What this task involves:
Copy the records exactly. Include every line.

Source material:
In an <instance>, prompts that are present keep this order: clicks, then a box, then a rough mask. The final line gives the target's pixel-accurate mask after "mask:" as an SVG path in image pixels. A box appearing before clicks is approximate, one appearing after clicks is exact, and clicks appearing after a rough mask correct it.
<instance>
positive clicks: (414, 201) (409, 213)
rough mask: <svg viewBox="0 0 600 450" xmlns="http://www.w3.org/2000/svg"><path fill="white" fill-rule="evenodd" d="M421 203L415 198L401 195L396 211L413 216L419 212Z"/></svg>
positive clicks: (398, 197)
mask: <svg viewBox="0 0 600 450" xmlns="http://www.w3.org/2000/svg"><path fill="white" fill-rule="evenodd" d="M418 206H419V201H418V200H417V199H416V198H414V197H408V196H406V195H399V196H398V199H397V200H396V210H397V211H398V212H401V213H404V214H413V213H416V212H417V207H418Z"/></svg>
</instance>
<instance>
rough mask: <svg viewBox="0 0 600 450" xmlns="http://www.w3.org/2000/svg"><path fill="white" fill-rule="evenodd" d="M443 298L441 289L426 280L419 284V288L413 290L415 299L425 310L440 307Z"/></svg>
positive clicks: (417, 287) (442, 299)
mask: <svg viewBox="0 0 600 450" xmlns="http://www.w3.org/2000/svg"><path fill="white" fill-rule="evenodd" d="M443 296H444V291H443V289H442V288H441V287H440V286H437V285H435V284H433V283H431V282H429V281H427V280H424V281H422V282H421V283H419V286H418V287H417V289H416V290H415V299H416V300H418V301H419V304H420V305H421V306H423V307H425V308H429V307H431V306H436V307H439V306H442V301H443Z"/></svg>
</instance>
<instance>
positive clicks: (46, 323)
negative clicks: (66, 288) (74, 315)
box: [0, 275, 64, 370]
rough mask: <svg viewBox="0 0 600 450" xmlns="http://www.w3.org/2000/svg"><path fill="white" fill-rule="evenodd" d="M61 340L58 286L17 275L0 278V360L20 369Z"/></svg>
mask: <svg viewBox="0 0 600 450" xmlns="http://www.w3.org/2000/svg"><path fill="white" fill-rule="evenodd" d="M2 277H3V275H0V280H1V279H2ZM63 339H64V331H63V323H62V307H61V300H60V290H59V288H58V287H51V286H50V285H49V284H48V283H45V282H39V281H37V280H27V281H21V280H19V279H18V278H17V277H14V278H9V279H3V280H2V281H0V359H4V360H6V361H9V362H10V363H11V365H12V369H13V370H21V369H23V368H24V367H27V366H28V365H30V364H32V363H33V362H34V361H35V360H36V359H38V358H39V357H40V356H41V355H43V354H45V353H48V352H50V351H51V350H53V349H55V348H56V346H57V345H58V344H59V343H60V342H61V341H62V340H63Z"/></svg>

Response box:
In an <instance>, prompts that are present keep this order: clicks, then a box, then a rough mask. The final line gives the target's pixel-accurate mask after "mask:" as an SVG path in image pixels. A box appearing before clicks is approximate, one appearing after clicks is exact, and clicks appearing after a rough mask correct it.
<instance>
positive clicks: (414, 201) (409, 213)
rough mask: <svg viewBox="0 0 600 450" xmlns="http://www.w3.org/2000/svg"><path fill="white" fill-rule="evenodd" d="M421 203L415 198L401 195L396 211L413 216L419 212Z"/></svg>
positive clicks: (398, 197)
mask: <svg viewBox="0 0 600 450" xmlns="http://www.w3.org/2000/svg"><path fill="white" fill-rule="evenodd" d="M418 206H419V201H418V200H417V199H416V198H414V197H408V196H406V195H399V196H398V199H397V200H396V210H397V211H398V212H401V213H404V214H413V213H416V212H417V207H418Z"/></svg>
</instance>
<instance>
rough mask: <svg viewBox="0 0 600 450" xmlns="http://www.w3.org/2000/svg"><path fill="white" fill-rule="evenodd" d="M443 298L441 289L426 280L419 284V288L413 290L415 299L425 310L440 307Z"/></svg>
positive clicks: (417, 287) (442, 299)
mask: <svg viewBox="0 0 600 450" xmlns="http://www.w3.org/2000/svg"><path fill="white" fill-rule="evenodd" d="M443 296H444V291H443V289H442V288H441V287H440V286H437V285H435V284H433V283H431V282H429V281H427V280H424V281H422V282H421V283H419V286H418V287H417V289H416V290H415V299H416V300H418V301H419V304H420V305H421V306H423V307H425V308H429V307H431V306H436V307H439V306H442V301H443Z"/></svg>
</instance>
<instance>
positive clicks: (46, 323)
negative clicks: (66, 288) (74, 315)
box: [0, 275, 64, 370]
rough mask: <svg viewBox="0 0 600 450" xmlns="http://www.w3.org/2000/svg"><path fill="white" fill-rule="evenodd" d="M61 340L58 286L17 275L0 278V360L20 369Z"/></svg>
mask: <svg viewBox="0 0 600 450" xmlns="http://www.w3.org/2000/svg"><path fill="white" fill-rule="evenodd" d="M2 277H3V275H0V280H1V279H2ZM63 339H64V331H63V323H62V307H61V300H60V290H59V288H58V287H51V286H50V285H49V284H48V283H45V282H39V281H37V280H27V281H21V280H19V279H18V278H17V277H14V278H9V279H3V280H2V281H0V359H4V360H6V361H9V362H10V363H11V365H12V369H13V370H21V369H23V368H24V367H27V366H28V365H30V364H32V363H33V362H34V361H35V360H36V359H38V358H39V357H40V356H41V355H43V354H45V353H48V352H50V351H51V350H53V349H55V348H56V346H57V345H58V344H59V343H60V342H61V341H62V340H63Z"/></svg>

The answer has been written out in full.